## OBJECTIF
Rédigez la suite de l'extrait consacré au documentaire L'Occupation intime, en reprenant juste après sa dernière phrase.

## EXTRAIT
Le 25 septembre, TF1 diffuse un documentaire d’Isabelle Clarke et Daniel Costelle, L’Occupation intime, que tous les causeurs découvriront avec un grand intérêt, et peut-être une légère stupeur. Ils seront troublés par les images, bouleversés par les témoignages, en particulier ceux de l’écrivain Benoîte Groult et du chanteur Gérard Lenorman. La première était à l’époque une jeune fille, le second allait bientôt naître. Tous deux sont innocents, tous deux portent un lourd secret. Et l’on est saisi par les mots qu’ils prononcent, à mesure qu’ils avancent dans leurs révélations. J’en entends qui disent : « Encore les nazis, l’Occupation, nos turpitudes, nos péchés ! » Une fois encore, certes, mais cette fois-ci n’est pas de trop.

## JEU DE DONNÉES
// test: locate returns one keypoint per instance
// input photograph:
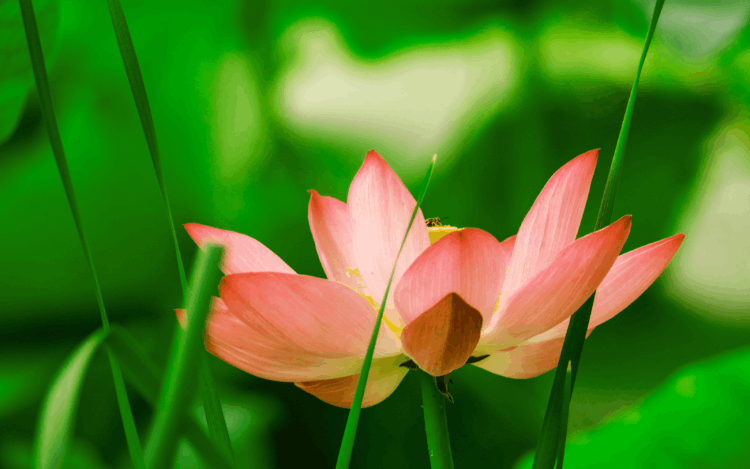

## RÉPONSE RÉDIGÉE
Il est des documentaires qui sont des procès en sorcellerie, et ne sont que ceux-là. Ils se servent de tout, de l’interprétation ambiguë d’une photographie, de la plus banale des lettres soigneusement sortie de son contexte, pour attirer dans la lumière le sujet de leur enquête. Quand ils l’ont durablement exposé, ils laissent au spectateur le soin de le déclarer coupable. Il est des documentaristes qui sont des accusateurs publics. Le nombre de ces procureurs zélés s’augmente de celui des ruminants massifs qui, depuis une trentaine d’années, vont répétant que ce pays, la France, ne connaît rien de son passé, qu’il n’en veut surtout rien savoir. Selon ces moralisateurs, nos concitoyens se satisfont des pieux mensonges et des vieux comtes roses, qui leur masquent l’épouvante à quoi se résumerait son histoire. Guerres, colonies, racisme, la France a été de tous les mauvais coups, de toutes les embrouilles, de toutes les lâchetés. Défaite en 1940 par une armée de jeunes gens athlétiques conduits par des officiers blonds magnanimes, elle aurait comblé de caresses ses vainqueurs, à la manière d’une créature vouée aux servitudes. Par la suite, en Algérie, elle commit des actes qui signalerait parfaitement sa crapulerie constitutive. Notre légende s’enracine dans le crime, nous sommes ontologiquement lamentables et pervers. Et nous ne laissons derrière nous que des plaignants ; ils forment une file interminable, se bousculent près du guichet des réclamations, où leur sont distribués des titres de martyrs.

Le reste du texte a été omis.